=== Your task ===
Please copy the material word for word, beginning with its first line and stopping after the line that contains "POLYGON ((181 29, 160".

* * * * * * * * *

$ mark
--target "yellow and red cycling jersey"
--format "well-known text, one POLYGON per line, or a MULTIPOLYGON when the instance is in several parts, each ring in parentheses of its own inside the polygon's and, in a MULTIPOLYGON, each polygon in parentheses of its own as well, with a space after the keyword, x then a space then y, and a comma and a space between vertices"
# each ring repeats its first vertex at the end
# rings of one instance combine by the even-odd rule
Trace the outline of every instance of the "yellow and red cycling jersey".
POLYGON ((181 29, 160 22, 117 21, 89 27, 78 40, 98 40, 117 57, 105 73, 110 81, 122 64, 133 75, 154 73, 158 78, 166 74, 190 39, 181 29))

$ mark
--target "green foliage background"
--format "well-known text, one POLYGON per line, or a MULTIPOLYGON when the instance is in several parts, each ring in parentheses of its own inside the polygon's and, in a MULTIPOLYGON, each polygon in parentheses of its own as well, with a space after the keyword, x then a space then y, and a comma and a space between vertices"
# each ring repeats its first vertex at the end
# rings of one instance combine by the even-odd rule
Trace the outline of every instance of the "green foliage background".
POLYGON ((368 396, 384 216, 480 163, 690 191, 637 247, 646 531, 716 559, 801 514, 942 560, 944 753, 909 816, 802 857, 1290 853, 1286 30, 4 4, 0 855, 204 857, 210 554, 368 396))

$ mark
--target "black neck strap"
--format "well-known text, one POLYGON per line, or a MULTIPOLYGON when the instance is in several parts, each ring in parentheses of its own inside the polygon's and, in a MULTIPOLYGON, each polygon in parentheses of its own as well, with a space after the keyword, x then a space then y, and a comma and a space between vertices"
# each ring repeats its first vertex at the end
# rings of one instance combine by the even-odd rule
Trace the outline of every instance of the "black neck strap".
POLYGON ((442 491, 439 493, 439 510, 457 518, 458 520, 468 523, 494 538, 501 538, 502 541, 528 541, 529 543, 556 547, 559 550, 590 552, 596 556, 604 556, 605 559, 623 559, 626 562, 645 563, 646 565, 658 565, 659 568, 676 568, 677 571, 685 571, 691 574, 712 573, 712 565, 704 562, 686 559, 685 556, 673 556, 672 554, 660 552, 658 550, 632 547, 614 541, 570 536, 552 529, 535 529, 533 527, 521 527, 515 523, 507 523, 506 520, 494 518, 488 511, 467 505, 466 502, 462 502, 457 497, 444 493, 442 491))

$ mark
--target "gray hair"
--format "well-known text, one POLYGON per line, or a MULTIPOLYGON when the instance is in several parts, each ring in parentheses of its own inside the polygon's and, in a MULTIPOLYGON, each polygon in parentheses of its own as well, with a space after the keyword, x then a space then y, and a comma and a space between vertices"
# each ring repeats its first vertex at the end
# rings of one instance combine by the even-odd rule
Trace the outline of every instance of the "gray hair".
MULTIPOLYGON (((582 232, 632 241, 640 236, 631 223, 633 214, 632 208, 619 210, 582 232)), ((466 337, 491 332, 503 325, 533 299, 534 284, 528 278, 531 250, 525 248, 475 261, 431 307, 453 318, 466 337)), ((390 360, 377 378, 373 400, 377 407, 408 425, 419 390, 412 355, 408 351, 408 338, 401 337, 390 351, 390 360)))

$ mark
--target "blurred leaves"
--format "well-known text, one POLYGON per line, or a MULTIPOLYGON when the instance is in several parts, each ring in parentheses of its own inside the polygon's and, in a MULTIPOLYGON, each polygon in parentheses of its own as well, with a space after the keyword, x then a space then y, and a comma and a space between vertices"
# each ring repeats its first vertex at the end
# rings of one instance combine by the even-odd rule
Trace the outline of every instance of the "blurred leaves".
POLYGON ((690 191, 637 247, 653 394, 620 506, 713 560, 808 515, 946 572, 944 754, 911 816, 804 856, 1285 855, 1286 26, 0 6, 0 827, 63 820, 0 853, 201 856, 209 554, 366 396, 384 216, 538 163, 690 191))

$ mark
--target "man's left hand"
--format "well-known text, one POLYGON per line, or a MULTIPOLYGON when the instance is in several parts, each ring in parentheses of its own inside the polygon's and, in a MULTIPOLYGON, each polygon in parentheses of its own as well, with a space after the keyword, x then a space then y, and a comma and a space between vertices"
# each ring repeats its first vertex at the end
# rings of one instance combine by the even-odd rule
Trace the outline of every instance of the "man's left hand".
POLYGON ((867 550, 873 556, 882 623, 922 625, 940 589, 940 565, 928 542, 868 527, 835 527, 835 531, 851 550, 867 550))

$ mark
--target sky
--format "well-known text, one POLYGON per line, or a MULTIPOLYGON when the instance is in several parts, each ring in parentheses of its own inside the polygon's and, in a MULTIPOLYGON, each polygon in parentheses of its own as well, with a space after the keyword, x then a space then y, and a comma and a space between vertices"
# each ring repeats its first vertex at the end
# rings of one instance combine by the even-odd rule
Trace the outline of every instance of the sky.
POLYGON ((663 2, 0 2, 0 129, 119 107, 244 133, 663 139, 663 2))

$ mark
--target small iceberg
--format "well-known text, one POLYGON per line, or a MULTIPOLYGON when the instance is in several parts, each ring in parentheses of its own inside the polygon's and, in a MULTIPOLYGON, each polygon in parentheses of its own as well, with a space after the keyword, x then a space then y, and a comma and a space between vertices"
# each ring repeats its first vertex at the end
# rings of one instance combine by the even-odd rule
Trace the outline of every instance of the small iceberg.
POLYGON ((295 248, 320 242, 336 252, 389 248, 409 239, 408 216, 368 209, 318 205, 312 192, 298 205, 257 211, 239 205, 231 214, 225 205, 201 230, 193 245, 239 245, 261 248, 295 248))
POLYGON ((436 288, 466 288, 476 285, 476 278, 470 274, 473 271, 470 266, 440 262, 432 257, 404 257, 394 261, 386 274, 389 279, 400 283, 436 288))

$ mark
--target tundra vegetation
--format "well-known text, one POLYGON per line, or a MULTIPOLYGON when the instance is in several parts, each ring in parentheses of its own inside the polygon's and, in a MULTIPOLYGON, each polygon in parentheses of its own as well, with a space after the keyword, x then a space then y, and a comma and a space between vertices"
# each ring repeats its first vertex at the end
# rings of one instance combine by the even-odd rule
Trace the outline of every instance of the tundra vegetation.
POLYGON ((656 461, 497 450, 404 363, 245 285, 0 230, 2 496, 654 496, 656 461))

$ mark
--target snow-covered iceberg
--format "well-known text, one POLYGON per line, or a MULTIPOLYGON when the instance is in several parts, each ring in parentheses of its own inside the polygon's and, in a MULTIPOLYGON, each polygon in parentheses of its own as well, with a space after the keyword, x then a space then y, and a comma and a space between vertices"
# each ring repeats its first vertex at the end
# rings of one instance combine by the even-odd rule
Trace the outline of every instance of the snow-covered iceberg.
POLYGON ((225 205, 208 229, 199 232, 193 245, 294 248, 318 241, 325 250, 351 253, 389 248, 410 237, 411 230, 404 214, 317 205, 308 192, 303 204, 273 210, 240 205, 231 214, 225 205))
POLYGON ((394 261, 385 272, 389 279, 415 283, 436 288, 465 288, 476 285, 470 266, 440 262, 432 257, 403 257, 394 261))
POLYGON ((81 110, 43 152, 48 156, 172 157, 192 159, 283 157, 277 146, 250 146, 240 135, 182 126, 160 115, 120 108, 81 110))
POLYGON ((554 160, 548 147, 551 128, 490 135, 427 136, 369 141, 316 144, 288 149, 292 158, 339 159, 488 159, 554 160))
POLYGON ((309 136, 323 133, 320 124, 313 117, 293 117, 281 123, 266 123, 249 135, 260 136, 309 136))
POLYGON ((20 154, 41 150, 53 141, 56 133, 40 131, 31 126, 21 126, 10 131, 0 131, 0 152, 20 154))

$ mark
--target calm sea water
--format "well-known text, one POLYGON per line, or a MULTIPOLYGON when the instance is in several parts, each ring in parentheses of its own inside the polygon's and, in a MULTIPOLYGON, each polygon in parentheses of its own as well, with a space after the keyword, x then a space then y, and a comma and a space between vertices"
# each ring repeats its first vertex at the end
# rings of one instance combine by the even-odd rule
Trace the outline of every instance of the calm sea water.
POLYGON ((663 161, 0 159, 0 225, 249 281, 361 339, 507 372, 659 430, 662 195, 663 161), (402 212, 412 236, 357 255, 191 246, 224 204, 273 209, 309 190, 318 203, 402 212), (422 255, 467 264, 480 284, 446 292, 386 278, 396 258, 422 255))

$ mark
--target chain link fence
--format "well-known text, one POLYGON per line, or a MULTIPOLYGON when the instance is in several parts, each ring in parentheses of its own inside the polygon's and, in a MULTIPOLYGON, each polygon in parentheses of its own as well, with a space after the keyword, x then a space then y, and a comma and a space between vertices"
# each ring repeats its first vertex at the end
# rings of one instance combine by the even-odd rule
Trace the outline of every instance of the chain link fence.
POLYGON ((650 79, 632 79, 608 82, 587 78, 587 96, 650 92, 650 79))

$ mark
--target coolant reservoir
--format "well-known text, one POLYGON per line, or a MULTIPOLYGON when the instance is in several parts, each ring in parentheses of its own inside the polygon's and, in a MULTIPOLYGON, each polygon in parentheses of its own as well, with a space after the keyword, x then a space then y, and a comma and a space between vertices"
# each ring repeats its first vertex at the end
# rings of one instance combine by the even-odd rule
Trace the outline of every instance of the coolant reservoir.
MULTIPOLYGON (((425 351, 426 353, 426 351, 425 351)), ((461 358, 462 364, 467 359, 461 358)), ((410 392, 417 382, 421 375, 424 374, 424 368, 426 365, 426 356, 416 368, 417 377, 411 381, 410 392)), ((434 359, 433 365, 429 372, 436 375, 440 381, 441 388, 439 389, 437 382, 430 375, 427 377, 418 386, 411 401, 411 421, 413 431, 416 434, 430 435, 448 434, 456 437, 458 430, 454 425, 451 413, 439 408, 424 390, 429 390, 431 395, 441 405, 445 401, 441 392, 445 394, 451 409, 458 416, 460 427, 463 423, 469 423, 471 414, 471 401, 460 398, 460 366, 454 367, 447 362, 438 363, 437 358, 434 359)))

* * * * * * * * *

=== Answer for the task ===
$ mark
--target "yellow and red cycling jersey"
--format "well-known text, one POLYGON per line, or a MULTIPOLYGON when the instance is in several parts, each ring in parentheses of its own inside the polygon's and, in a MULTIPOLYGON, each polygon in parentheses of its own as well, with a space after the keyword, x then a space then y, and a comma and a space between vertices"
# each ring repeats its first vertex at the end
# rings of one instance combine by the even-odd rule
Trace the outline of every instance of the "yellow and red cycling jersey".
POLYGON ((181 29, 160 22, 117 21, 89 27, 78 40, 98 40, 117 57, 105 73, 110 81, 122 64, 133 75, 154 73, 158 78, 166 74, 190 39, 181 29))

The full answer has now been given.